Text to read.
%%

Day of longest light
A mediocre witchy cookbook led me to a love of the Solstice and a more grounded divinatory practice.
Solstice celebrations first became important to me because of a cookbook. It disappeared in our move last year, and my sense is that it wasn’t even that great of cookbook. It certainly wasn’t amazing in terms of witchiness or ritual—I remember just-OK recipes paired with rather basic musings on the seasons, magic, astrology, ceremony. Still, there was something about it that I couldn’t get enough of. Something about the elaborately photographed gothic spreads for the Winter Solstice—dark silverware and table cloth, weird candelabras, tubers in sinister shapes, bread baked with pentagram etchings, butter as the only form of golden light, really, to honor the longest night.

%%

Goal. Transcribe the Solstice piece above from "Solstice celebrations first" up to and including "the longest night.".

Information provided.
%%

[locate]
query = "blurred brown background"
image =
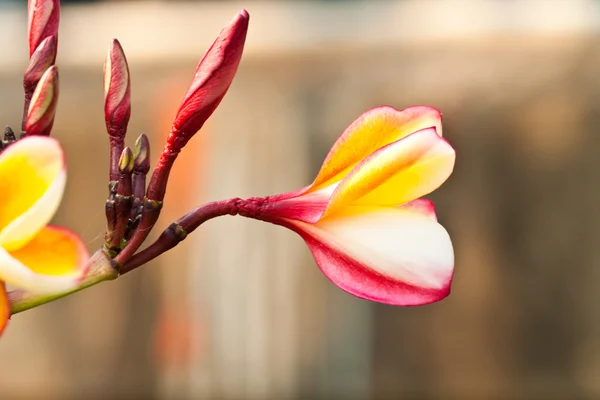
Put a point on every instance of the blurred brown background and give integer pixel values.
(239, 310)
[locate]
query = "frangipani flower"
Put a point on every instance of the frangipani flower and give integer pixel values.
(363, 219)
(34, 256)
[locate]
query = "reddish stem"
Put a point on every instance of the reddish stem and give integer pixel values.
(179, 230)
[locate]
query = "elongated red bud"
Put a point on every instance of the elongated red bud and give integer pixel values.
(213, 77)
(40, 116)
(44, 16)
(42, 59)
(117, 91)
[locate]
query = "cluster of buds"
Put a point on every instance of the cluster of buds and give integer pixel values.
(132, 209)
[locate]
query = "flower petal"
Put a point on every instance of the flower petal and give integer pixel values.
(4, 307)
(389, 255)
(306, 207)
(397, 173)
(372, 130)
(32, 181)
(55, 260)
(421, 206)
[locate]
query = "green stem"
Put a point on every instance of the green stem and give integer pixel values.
(100, 270)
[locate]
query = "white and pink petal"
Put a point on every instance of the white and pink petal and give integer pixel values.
(389, 255)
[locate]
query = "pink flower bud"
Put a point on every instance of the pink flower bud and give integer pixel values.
(44, 16)
(213, 77)
(117, 91)
(42, 59)
(40, 116)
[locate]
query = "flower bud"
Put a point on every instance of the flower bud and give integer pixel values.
(117, 91)
(213, 77)
(126, 161)
(40, 116)
(42, 59)
(44, 16)
(142, 154)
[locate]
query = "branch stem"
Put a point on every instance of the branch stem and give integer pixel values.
(100, 270)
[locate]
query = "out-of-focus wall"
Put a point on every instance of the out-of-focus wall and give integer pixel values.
(239, 310)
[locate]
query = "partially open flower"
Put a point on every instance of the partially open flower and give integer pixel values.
(42, 59)
(34, 256)
(362, 217)
(40, 116)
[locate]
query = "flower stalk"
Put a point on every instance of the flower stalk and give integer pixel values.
(100, 269)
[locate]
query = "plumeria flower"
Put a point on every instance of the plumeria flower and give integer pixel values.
(363, 218)
(35, 256)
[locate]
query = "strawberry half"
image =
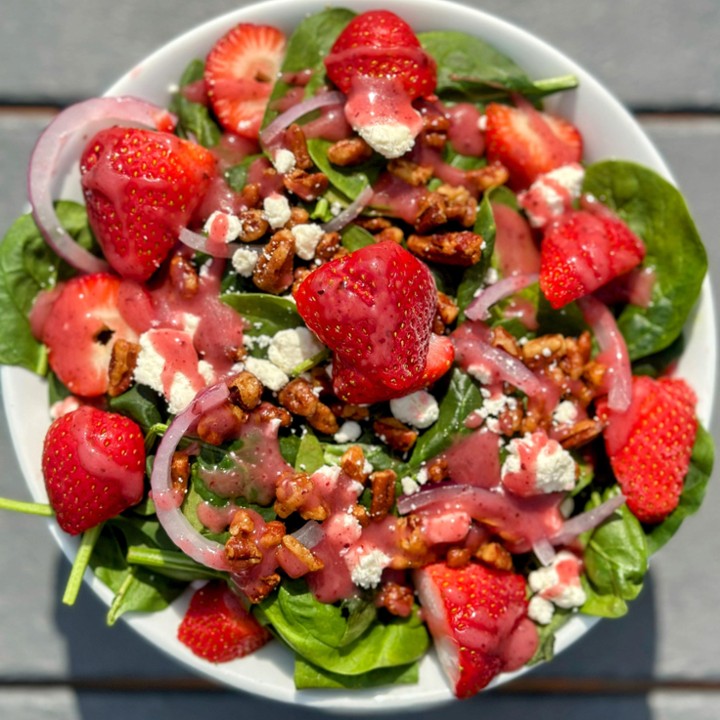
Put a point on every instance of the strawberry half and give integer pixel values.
(141, 187)
(83, 324)
(649, 445)
(93, 463)
(581, 251)
(528, 142)
(240, 72)
(477, 617)
(218, 628)
(374, 309)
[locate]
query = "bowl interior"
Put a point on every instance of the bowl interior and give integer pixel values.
(609, 131)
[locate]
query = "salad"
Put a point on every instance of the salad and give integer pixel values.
(350, 344)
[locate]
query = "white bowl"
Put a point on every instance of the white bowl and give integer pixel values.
(609, 132)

%%

Solved problem.
Solstice celebrations first became important to me because of a cookbook. It disappeared in our move last year, and my sense is that it wasn’t even that great of cookbook. It certainly wasn’t amazing in terms of witchiness or ritual—I remember just-OK recipes paired with rather basic musings on the seasons, magic, astrology, ceremony. Still, there was something about it that I couldn’t get enough of. Something about the elaborately photographed gothic spreads for the Winter Solstice—dark silverware and table cloth, weird candelabras, tubers in sinister shapes, bread baked with pentagram etchings, butter as the only form of golden light, really, to honor the longest night.